Take the line that contains "Objective: one point per instance of the cargo" and all lines after it, up to and including the last line of the data, and write them out exactly; nothing else belongs in the answer.

[Dataset items]
(begin)

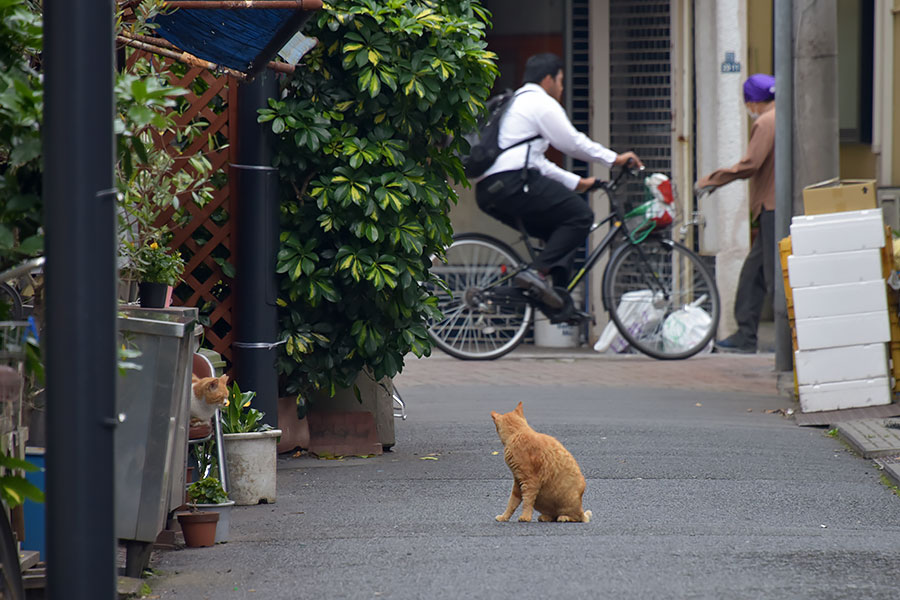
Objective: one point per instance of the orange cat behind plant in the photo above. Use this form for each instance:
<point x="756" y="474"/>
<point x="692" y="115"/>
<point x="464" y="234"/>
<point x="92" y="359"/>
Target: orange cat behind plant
<point x="207" y="394"/>
<point x="546" y="477"/>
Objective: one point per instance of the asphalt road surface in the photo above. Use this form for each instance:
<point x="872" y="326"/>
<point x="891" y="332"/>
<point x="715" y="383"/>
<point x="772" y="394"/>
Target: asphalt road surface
<point x="696" y="492"/>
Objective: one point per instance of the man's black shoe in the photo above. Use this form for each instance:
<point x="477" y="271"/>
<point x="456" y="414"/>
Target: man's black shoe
<point x="735" y="343"/>
<point x="529" y="279"/>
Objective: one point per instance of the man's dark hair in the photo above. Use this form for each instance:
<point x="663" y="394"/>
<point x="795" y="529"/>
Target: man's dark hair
<point x="540" y="65"/>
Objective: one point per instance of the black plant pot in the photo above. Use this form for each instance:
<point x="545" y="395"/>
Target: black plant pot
<point x="153" y="295"/>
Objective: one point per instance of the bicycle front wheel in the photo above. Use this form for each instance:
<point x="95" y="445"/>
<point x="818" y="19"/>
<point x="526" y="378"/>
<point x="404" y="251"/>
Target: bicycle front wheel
<point x="473" y="327"/>
<point x="662" y="298"/>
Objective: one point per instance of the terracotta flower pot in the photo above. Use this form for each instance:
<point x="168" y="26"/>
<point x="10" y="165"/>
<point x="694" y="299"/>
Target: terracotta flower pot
<point x="199" y="528"/>
<point x="223" y="527"/>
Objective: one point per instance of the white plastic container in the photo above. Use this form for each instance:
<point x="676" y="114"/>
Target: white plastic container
<point x="845" y="363"/>
<point x="841" y="299"/>
<point x="837" y="232"/>
<point x="845" y="394"/>
<point x="558" y="335"/>
<point x="843" y="330"/>
<point x="834" y="268"/>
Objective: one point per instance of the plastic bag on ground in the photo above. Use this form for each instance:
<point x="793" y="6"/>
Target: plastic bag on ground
<point x="686" y="327"/>
<point x="638" y="314"/>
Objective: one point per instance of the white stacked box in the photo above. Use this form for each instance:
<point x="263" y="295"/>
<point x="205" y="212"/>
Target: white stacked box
<point x="840" y="306"/>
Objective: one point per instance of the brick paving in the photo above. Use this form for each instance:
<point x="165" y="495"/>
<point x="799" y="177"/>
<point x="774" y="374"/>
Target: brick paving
<point x="530" y="366"/>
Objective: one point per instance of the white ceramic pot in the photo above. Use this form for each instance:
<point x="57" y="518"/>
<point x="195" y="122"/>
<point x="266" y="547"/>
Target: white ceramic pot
<point x="251" y="460"/>
<point x="224" y="525"/>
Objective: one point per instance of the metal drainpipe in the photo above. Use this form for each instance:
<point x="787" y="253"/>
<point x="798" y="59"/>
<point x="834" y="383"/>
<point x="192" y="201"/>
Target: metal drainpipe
<point x="256" y="246"/>
<point x="80" y="329"/>
<point x="784" y="169"/>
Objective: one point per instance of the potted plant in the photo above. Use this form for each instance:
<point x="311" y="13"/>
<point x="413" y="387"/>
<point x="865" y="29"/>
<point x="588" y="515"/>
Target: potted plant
<point x="250" y="450"/>
<point x="158" y="269"/>
<point x="207" y="494"/>
<point x="198" y="527"/>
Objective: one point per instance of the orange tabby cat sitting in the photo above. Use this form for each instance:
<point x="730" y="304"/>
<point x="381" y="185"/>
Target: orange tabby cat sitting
<point x="546" y="477"/>
<point x="207" y="394"/>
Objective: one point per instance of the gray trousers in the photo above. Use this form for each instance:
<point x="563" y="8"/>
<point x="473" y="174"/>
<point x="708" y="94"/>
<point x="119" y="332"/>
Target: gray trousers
<point x="757" y="278"/>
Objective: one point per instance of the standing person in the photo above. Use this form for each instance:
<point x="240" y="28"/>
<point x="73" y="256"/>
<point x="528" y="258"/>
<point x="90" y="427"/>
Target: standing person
<point x="758" y="165"/>
<point x="523" y="184"/>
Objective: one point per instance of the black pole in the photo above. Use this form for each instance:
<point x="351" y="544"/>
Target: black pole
<point x="79" y="220"/>
<point x="256" y="246"/>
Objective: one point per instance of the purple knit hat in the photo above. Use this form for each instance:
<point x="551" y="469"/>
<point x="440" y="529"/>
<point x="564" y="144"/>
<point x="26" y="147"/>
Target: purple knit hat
<point x="759" y="88"/>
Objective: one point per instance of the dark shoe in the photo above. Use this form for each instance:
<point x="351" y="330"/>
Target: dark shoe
<point x="531" y="280"/>
<point x="735" y="343"/>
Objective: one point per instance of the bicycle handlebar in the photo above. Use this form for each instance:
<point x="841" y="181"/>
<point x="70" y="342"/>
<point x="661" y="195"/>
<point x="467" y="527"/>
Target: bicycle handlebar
<point x="613" y="182"/>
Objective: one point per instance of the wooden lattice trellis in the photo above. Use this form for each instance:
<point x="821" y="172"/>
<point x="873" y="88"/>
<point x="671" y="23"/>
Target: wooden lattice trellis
<point x="204" y="238"/>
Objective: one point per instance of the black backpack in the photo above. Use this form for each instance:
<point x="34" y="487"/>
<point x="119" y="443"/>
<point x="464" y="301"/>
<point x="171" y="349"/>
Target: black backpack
<point x="483" y="141"/>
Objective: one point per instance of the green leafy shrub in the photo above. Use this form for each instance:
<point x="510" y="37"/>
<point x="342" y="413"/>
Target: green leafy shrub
<point x="207" y="491"/>
<point x="238" y="416"/>
<point x="369" y="137"/>
<point x="21" y="107"/>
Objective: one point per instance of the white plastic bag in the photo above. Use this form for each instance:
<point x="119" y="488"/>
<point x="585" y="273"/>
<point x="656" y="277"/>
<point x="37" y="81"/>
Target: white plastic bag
<point x="638" y="312"/>
<point x="685" y="327"/>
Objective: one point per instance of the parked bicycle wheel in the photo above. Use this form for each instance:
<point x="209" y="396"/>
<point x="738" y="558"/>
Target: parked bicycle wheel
<point x="474" y="326"/>
<point x="662" y="298"/>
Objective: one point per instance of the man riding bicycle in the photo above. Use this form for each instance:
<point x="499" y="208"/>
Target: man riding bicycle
<point x="523" y="184"/>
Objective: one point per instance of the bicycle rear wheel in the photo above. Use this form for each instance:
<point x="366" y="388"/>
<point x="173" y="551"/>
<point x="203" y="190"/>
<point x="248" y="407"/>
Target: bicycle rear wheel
<point x="473" y="327"/>
<point x="662" y="298"/>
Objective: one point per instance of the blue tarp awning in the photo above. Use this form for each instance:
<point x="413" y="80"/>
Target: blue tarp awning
<point x="241" y="39"/>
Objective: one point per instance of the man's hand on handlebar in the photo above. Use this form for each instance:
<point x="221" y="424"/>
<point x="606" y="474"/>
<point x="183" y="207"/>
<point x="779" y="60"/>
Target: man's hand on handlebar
<point x="702" y="190"/>
<point x="585" y="184"/>
<point x="629" y="160"/>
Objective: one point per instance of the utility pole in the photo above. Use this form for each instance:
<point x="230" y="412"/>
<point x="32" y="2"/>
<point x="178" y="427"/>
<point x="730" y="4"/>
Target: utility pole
<point x="79" y="220"/>
<point x="255" y="181"/>
<point x="816" y="134"/>
<point x="784" y="170"/>
<point x="807" y="132"/>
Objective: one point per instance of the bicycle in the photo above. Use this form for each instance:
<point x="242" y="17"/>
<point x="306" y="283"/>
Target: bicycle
<point x="650" y="284"/>
<point x="18" y="286"/>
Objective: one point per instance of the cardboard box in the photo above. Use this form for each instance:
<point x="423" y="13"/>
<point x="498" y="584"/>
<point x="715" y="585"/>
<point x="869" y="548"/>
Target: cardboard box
<point x="837" y="195"/>
<point x="845" y="394"/>
<point x="837" y="232"/>
<point x="846" y="363"/>
<point x="831" y="269"/>
<point x="840" y="299"/>
<point x="843" y="330"/>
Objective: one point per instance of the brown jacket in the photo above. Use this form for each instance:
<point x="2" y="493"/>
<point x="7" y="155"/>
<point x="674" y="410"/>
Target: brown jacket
<point x="758" y="165"/>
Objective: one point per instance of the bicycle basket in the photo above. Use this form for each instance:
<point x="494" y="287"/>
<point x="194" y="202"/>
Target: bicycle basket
<point x="658" y="209"/>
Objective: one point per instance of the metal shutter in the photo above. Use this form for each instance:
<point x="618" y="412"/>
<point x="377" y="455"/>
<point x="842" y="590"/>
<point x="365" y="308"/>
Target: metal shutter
<point x="640" y="86"/>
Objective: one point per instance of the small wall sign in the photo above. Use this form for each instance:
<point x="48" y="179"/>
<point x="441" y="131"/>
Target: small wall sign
<point x="729" y="65"/>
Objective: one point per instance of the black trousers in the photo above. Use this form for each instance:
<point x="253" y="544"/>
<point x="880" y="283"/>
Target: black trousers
<point x="756" y="279"/>
<point x="548" y="210"/>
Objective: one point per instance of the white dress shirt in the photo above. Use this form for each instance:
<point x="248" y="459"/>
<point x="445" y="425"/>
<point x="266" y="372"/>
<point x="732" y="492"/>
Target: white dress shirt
<point x="534" y="112"/>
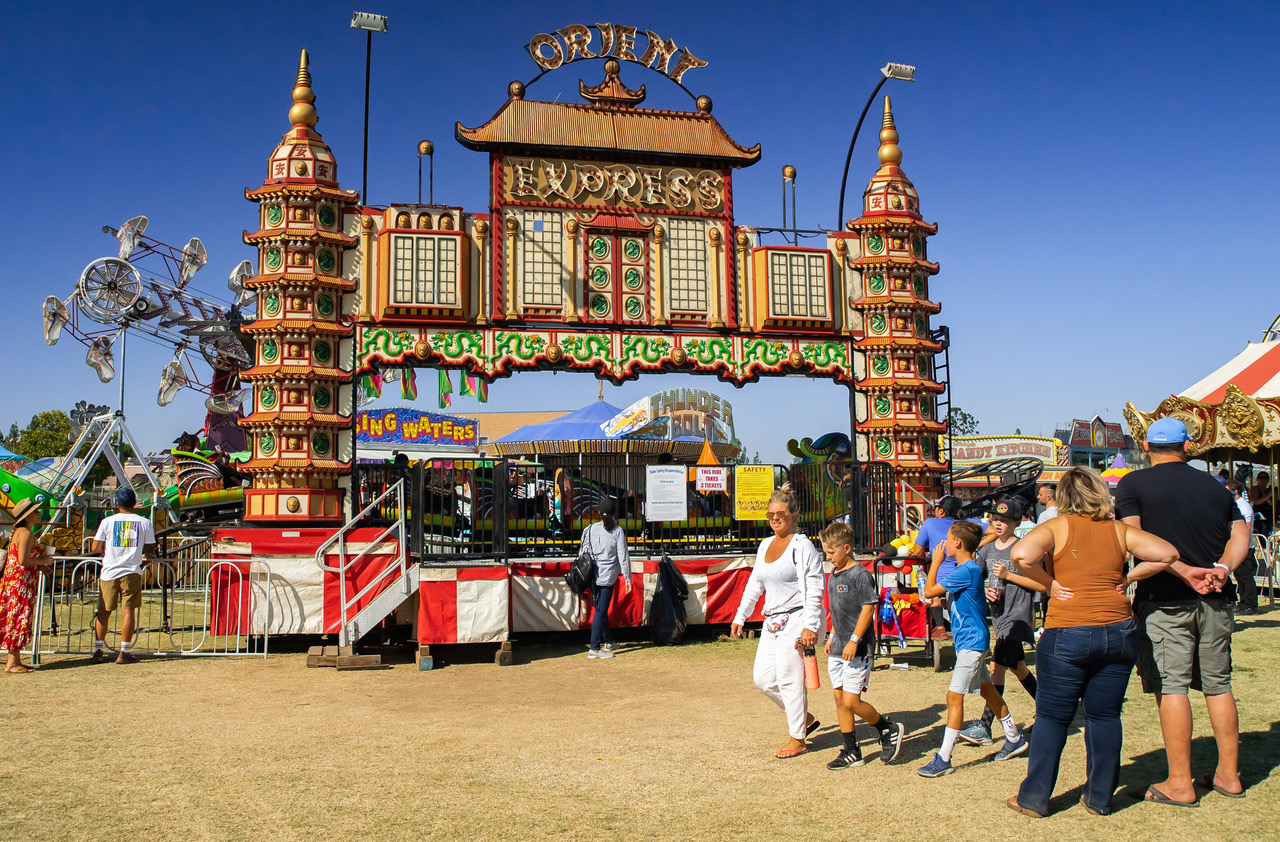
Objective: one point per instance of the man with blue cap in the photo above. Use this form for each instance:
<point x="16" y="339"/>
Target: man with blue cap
<point x="1184" y="614"/>
<point x="124" y="540"/>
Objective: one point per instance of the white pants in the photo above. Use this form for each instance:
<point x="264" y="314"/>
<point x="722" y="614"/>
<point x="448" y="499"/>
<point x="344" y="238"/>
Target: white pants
<point x="780" y="672"/>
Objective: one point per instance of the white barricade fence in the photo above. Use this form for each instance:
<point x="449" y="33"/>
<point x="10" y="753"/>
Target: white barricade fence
<point x="190" y="607"/>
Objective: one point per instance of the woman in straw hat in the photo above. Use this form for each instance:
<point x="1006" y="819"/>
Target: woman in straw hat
<point x="18" y="585"/>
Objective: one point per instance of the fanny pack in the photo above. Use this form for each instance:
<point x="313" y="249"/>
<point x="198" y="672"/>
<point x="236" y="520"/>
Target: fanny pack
<point x="776" y="622"/>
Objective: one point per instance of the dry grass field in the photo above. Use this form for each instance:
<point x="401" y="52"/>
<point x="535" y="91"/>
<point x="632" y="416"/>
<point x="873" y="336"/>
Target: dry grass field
<point x="659" y="742"/>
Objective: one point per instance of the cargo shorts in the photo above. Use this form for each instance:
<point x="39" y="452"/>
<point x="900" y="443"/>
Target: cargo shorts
<point x="112" y="590"/>
<point x="1185" y="646"/>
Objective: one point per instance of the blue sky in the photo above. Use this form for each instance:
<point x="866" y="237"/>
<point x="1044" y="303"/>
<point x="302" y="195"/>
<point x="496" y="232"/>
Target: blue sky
<point x="1104" y="175"/>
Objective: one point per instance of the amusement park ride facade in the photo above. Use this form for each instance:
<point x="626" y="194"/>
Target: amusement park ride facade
<point x="609" y="246"/>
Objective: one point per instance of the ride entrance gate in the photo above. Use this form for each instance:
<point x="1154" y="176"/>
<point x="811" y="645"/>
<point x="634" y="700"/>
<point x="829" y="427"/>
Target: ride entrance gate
<point x="608" y="246"/>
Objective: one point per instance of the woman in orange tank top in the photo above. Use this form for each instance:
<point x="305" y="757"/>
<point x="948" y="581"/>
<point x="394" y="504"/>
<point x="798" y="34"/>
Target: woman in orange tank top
<point x="1089" y="643"/>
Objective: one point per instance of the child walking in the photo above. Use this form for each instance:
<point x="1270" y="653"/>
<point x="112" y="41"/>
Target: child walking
<point x="853" y="596"/>
<point x="970" y="634"/>
<point x="1011" y="602"/>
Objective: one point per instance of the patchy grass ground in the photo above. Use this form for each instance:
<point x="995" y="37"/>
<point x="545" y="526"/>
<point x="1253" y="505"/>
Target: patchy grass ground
<point x="659" y="742"/>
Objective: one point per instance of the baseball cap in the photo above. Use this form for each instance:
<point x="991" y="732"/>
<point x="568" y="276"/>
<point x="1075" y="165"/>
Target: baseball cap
<point x="1010" y="509"/>
<point x="1166" y="431"/>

(end)

Result —
Objective: one point per instance of the cargo shorts in the photo above. Use this form for each instance:
<point x="39" y="452"/>
<point x="900" y="443"/>
Target: cargo shorts
<point x="112" y="590"/>
<point x="1185" y="646"/>
Objective: one point per instance of the blue sky in the photo above. Use this form for each instance:
<point x="866" y="237"/>
<point x="1044" y="303"/>
<point x="302" y="195"/>
<point x="496" y="232"/>
Target: blue sky
<point x="1104" y="175"/>
Objective: one point per instance of the amusement park ride facade in the photo above. Use this form for each instance:
<point x="626" y="194"/>
Target: amusement park ride facade
<point x="609" y="246"/>
Objective: one point per instance of the ride entrance gate in the photo above. Use this form for each instance:
<point x="1154" y="176"/>
<point x="811" y="645"/>
<point x="634" y="700"/>
<point x="829" y="427"/>
Target: ride entrance gate
<point x="608" y="246"/>
Objective: one point per instance of the woman in orange tank top in the photo above. Use this form for each instance:
<point x="305" y="757"/>
<point x="948" y="581"/>
<point x="394" y="504"/>
<point x="798" y="34"/>
Target: woman in orange tank top
<point x="1089" y="643"/>
Objective: one point per instance of the child walking in the photo above. Use this form for each instance:
<point x="1270" y="653"/>
<point x="112" y="41"/>
Target: child walking
<point x="853" y="596"/>
<point x="970" y="634"/>
<point x="1011" y="602"/>
Objective: one point per instance of the patchy grass ground in the photo above. Use this form for each instance:
<point x="995" y="37"/>
<point x="545" y="526"/>
<point x="1253" y="505"/>
Target: patchy grass ground
<point x="659" y="742"/>
Objective: one point per instance of the baseball cap in the photo above. Use this form for each instance:
<point x="991" y="732"/>
<point x="568" y="276"/>
<point x="1075" y="165"/>
Target: baseball cap
<point x="1010" y="509"/>
<point x="1166" y="431"/>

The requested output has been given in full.